-- BEGIN --
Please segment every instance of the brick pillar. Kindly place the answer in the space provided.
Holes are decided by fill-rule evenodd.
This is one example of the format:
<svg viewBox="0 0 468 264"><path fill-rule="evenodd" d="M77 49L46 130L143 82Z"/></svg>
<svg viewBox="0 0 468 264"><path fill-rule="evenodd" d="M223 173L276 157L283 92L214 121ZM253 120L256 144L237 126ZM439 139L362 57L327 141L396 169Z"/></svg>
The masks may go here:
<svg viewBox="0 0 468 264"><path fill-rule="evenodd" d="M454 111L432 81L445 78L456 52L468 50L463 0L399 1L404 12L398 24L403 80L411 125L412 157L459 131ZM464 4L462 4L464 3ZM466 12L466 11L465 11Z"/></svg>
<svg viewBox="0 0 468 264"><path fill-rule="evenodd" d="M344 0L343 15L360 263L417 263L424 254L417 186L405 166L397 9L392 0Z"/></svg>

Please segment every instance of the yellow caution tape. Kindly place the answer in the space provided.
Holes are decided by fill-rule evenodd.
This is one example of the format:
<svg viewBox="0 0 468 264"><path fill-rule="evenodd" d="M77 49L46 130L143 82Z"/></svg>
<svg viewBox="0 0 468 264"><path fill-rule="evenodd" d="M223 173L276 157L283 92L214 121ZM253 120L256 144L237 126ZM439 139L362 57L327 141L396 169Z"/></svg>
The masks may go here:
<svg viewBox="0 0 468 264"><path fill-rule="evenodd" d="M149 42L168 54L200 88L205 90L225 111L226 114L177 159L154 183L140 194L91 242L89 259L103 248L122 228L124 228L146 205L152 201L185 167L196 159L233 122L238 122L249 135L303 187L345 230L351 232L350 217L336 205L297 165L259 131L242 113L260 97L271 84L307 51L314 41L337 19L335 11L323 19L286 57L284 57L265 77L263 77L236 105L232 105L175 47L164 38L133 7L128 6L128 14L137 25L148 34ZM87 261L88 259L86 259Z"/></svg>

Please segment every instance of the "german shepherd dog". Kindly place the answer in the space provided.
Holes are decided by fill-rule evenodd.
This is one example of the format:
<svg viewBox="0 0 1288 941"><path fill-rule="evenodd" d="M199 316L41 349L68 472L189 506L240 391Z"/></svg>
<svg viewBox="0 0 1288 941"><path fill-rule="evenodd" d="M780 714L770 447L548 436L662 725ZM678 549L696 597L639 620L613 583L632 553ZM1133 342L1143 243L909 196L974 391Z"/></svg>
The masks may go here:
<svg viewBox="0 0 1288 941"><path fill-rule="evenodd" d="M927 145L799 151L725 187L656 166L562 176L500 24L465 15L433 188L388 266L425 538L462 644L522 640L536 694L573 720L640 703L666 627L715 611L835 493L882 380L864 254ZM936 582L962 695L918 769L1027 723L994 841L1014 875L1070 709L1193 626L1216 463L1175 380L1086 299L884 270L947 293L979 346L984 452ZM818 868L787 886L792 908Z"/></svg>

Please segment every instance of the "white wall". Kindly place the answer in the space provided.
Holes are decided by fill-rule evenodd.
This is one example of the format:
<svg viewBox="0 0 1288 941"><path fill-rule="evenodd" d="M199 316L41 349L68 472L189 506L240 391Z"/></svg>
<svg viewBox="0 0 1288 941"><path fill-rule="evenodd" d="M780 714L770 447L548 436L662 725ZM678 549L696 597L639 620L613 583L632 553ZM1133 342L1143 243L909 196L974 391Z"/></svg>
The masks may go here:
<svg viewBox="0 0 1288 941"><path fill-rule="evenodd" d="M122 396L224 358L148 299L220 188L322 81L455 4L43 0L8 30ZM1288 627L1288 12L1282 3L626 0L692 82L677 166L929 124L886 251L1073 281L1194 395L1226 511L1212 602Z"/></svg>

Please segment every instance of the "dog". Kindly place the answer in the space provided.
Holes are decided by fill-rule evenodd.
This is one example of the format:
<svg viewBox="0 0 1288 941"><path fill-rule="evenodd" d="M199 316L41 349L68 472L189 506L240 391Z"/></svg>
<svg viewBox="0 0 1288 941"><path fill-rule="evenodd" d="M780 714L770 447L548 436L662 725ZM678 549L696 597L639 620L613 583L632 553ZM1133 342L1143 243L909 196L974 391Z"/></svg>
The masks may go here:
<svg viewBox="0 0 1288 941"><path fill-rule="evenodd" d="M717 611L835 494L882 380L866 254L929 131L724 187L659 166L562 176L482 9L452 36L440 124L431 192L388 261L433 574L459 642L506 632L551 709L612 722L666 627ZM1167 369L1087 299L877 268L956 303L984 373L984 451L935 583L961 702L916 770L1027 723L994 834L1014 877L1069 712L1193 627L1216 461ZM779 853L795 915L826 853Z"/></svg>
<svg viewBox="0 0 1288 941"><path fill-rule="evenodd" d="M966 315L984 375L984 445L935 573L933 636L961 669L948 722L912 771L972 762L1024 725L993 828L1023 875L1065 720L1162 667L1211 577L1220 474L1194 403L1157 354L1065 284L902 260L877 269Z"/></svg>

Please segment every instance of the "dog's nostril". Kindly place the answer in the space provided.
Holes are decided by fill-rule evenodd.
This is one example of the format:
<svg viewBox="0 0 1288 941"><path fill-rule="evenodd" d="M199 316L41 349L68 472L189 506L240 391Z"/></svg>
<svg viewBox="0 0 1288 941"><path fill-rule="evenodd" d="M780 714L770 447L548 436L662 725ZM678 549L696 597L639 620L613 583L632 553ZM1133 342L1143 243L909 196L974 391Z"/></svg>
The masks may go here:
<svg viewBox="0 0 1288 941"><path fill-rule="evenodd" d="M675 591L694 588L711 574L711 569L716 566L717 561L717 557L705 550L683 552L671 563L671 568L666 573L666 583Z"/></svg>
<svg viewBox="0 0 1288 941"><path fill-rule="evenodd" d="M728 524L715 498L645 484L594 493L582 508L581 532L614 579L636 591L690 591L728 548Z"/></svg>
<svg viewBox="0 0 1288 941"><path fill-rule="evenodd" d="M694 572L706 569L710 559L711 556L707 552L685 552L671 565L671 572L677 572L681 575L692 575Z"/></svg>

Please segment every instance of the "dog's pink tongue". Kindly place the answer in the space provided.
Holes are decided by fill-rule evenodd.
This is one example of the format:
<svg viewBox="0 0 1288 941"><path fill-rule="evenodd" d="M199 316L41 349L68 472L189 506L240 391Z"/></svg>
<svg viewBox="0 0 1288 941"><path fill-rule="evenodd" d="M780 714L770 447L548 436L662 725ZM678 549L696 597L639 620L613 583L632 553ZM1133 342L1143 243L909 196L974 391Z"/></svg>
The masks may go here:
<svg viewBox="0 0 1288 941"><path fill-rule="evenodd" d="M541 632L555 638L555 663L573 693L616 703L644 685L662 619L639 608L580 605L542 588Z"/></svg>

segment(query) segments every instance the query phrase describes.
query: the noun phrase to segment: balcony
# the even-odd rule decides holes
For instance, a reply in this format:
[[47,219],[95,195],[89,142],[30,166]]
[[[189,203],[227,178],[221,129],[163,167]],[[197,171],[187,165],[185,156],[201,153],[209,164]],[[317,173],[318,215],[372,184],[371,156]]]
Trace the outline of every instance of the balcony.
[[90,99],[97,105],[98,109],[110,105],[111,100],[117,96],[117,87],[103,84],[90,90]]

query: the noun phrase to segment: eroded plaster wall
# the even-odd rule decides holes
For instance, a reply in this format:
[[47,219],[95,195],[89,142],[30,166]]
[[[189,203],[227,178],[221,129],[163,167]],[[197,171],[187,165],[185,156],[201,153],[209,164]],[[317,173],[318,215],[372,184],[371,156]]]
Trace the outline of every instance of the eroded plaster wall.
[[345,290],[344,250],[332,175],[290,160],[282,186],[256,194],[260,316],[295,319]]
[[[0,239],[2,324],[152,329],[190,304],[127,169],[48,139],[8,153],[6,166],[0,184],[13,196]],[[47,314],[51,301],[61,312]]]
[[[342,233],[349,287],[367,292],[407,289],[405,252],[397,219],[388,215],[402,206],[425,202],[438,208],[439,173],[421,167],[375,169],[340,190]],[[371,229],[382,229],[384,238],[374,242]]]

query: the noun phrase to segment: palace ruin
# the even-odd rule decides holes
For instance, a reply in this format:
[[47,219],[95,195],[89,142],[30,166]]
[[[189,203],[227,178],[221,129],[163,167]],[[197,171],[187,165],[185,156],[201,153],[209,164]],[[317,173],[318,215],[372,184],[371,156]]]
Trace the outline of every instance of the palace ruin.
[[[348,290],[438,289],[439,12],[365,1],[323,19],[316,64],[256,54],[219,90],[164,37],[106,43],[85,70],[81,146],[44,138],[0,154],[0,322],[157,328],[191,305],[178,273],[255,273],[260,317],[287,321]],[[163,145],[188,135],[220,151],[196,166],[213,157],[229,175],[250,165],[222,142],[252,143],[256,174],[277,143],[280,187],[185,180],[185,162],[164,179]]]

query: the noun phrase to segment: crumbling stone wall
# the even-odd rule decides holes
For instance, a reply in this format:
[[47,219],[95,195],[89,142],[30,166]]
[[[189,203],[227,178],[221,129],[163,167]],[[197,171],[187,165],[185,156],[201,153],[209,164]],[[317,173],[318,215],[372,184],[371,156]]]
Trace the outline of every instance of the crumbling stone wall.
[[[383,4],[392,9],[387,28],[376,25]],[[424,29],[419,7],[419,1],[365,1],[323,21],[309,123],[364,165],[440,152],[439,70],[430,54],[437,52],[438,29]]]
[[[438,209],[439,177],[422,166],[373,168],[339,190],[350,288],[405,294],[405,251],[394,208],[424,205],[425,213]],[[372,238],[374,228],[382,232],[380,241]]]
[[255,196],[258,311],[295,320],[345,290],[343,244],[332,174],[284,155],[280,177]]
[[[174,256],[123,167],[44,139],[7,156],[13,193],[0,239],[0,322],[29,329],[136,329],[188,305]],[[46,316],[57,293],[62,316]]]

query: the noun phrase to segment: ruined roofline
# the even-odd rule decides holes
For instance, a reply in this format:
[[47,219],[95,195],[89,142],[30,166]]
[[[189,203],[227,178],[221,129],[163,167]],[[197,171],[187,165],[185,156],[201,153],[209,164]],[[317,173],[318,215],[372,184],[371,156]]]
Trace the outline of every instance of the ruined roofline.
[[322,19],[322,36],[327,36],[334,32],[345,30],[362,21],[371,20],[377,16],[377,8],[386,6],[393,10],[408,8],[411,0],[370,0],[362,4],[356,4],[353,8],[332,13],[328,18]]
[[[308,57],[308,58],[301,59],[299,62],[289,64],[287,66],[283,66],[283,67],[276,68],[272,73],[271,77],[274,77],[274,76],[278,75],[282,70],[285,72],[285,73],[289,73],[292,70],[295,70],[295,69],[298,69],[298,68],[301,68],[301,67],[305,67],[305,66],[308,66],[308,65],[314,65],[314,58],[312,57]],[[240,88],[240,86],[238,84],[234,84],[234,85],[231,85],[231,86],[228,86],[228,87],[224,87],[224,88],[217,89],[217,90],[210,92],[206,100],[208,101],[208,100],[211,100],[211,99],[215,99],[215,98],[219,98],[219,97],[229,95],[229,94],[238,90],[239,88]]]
-- END --
--- YOUR OBJECTIVE ---
Copy the records from the line containing "Please segment every instance of the yellow" through the line containing "42L168 54L200 88L205", and replace "masks" with "outlines" while leaving all else unchanged. Give only those lines.

--- EXERCISE RESULT ---
Please segment every instance of the yellow caution tape. Kindly place the answer in the space provided.
Holes are decided by fill-rule evenodd.
This is one example of the format:
<svg viewBox="0 0 468 264"><path fill-rule="evenodd" d="M77 49L46 130L143 82Z"/></svg>
<svg viewBox="0 0 468 264"><path fill-rule="evenodd" d="M223 173L276 157L283 92L214 121ZM253 120L256 144L237 126ZM439 139L362 57L327 141L396 169Z"/></svg>
The outlines may go here:
<svg viewBox="0 0 468 264"><path fill-rule="evenodd" d="M149 42L168 54L200 88L205 90L225 111L226 114L177 159L154 183L140 194L91 242L89 259L103 248L122 228L124 228L146 205L152 201L185 167L196 159L233 122L238 122L249 135L303 187L345 230L351 232L350 217L336 205L297 165L259 131L242 113L260 97L271 84L307 51L314 41L337 19L335 11L323 19L286 57L284 57L265 77L263 77L236 105L232 105L175 47L164 38L133 7L128 6L128 14L137 25L148 34ZM87 261L88 259L86 259Z"/></svg>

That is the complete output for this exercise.